## Exercise aim
Quote each record exactly, please, leaving none out.

## Materials provided
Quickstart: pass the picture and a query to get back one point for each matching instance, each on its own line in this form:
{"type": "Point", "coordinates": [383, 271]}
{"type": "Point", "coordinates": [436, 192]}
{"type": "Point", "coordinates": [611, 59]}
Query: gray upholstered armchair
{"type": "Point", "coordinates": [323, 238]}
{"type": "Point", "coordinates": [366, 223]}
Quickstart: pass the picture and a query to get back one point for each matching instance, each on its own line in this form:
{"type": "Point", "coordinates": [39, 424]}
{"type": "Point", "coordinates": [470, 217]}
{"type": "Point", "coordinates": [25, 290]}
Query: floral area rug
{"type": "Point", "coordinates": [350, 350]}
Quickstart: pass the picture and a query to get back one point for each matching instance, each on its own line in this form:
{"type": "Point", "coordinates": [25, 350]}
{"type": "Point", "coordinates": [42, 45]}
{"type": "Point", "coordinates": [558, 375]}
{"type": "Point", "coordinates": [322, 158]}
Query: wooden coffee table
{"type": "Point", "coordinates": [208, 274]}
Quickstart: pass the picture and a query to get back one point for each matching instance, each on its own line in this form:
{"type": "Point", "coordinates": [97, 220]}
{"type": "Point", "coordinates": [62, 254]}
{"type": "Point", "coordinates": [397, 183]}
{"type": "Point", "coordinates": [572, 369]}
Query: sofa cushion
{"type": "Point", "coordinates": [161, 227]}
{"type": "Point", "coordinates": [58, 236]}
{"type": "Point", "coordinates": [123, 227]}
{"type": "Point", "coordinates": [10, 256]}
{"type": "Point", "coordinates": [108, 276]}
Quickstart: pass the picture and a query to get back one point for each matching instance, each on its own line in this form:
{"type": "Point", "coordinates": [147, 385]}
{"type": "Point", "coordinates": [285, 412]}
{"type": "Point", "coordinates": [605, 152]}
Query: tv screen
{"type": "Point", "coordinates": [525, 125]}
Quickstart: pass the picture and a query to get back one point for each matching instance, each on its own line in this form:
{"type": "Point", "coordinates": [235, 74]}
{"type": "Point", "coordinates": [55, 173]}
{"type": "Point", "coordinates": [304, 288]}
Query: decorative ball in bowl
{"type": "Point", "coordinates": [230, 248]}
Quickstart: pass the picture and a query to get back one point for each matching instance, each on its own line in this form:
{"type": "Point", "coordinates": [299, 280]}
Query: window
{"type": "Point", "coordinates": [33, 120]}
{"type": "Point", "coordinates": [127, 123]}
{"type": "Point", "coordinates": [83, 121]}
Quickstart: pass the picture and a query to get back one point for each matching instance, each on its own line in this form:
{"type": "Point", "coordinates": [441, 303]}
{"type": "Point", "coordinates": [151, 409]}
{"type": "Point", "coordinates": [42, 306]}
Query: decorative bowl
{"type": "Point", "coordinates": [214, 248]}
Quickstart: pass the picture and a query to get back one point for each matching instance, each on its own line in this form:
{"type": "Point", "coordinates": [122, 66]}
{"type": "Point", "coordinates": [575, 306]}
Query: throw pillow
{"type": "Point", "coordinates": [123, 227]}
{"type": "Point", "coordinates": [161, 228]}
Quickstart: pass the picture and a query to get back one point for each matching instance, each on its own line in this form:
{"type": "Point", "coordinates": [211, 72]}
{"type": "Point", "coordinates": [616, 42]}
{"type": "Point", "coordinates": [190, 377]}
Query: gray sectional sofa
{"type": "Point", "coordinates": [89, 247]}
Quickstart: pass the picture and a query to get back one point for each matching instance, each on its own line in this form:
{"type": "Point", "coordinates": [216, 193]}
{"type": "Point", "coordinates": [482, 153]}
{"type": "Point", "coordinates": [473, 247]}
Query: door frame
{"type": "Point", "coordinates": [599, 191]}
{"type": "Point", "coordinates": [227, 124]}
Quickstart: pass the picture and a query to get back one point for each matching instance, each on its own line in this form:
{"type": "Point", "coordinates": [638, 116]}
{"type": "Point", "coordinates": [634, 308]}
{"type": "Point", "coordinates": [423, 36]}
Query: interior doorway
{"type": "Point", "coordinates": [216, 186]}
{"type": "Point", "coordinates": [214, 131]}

## Answer to the problem
Quickstart: pass the picture and a query to get back one point for each matching instance, each on its own line in this form:
{"type": "Point", "coordinates": [383, 271]}
{"type": "Point", "coordinates": [436, 192]}
{"type": "Point", "coordinates": [611, 59]}
Query: gray upholstered armchair
{"type": "Point", "coordinates": [323, 238]}
{"type": "Point", "coordinates": [366, 223]}
Quickstart: pass the picture and a query to get back one point for each matching instance, each on its own line in this form:
{"type": "Point", "coordinates": [39, 424]}
{"type": "Point", "coordinates": [470, 217]}
{"type": "Point", "coordinates": [25, 290]}
Query: floral area rug
{"type": "Point", "coordinates": [350, 350]}
Quickstart: pass the picture and a query to get back one point for each matching instance, each on its own line in this form:
{"type": "Point", "coordinates": [25, 350]}
{"type": "Point", "coordinates": [42, 45]}
{"type": "Point", "coordinates": [558, 375]}
{"type": "Point", "coordinates": [322, 158]}
Query: wooden coffee table
{"type": "Point", "coordinates": [208, 274]}
Quickstart: pass the picture and a query to get back one point for each matching instance, each on its own line in this form:
{"type": "Point", "coordinates": [97, 220]}
{"type": "Point", "coordinates": [62, 254]}
{"type": "Point", "coordinates": [397, 183]}
{"type": "Point", "coordinates": [572, 369]}
Query: sofa cushion
{"type": "Point", "coordinates": [161, 227]}
{"type": "Point", "coordinates": [58, 236]}
{"type": "Point", "coordinates": [123, 227]}
{"type": "Point", "coordinates": [10, 256]}
{"type": "Point", "coordinates": [108, 276]}
Quickstart: pass the picture and a query to get back one point for each matching instance, each on its own line in this form:
{"type": "Point", "coordinates": [147, 385]}
{"type": "Point", "coordinates": [285, 412]}
{"type": "Point", "coordinates": [605, 152]}
Query: tv screen
{"type": "Point", "coordinates": [525, 125]}
Quickstart: pass the picture and a query to get back one point for each matching instance, each on its own line in this form:
{"type": "Point", "coordinates": [235, 74]}
{"type": "Point", "coordinates": [55, 173]}
{"type": "Point", "coordinates": [304, 288]}
Query: decorative ball in bowl
{"type": "Point", "coordinates": [230, 248]}
Quickstart: pass the picture and a query to get back one point for each matching instance, each on its own line in this form:
{"type": "Point", "coordinates": [299, 280]}
Query: window
{"type": "Point", "coordinates": [33, 120]}
{"type": "Point", "coordinates": [127, 123]}
{"type": "Point", "coordinates": [83, 121]}
Quickstart: pass the picture and a query to get back one point for each matching instance, each on its own line in this form:
{"type": "Point", "coordinates": [441, 303]}
{"type": "Point", "coordinates": [151, 409]}
{"type": "Point", "coordinates": [42, 306]}
Query: decorative bowl
{"type": "Point", "coordinates": [214, 248]}
Quickstart: pass the picture and a query to get back one point for each matching instance, each on its own line in this form:
{"type": "Point", "coordinates": [122, 66]}
{"type": "Point", "coordinates": [575, 306]}
Query: throw pillow
{"type": "Point", "coordinates": [123, 227]}
{"type": "Point", "coordinates": [161, 228]}
Quickstart: pass the picture and a query to get back one point for each matching instance, each on its own line in this form:
{"type": "Point", "coordinates": [211, 72]}
{"type": "Point", "coordinates": [616, 42]}
{"type": "Point", "coordinates": [190, 377]}
Query: gray sectional sofa
{"type": "Point", "coordinates": [89, 247]}
Quickstart: pass the picture and a query to get back one point for each matching instance, each on its own line in this form:
{"type": "Point", "coordinates": [216, 193]}
{"type": "Point", "coordinates": [482, 153]}
{"type": "Point", "coordinates": [473, 247]}
Query: door frame
{"type": "Point", "coordinates": [599, 191]}
{"type": "Point", "coordinates": [227, 124]}
Quickstart: pass the picture and a query to get back one point for each matching instance, each on its own line in this form:
{"type": "Point", "coordinates": [638, 116]}
{"type": "Point", "coordinates": [634, 308]}
{"type": "Point", "coordinates": [423, 36]}
Query: interior doorway
{"type": "Point", "coordinates": [216, 186]}
{"type": "Point", "coordinates": [214, 131]}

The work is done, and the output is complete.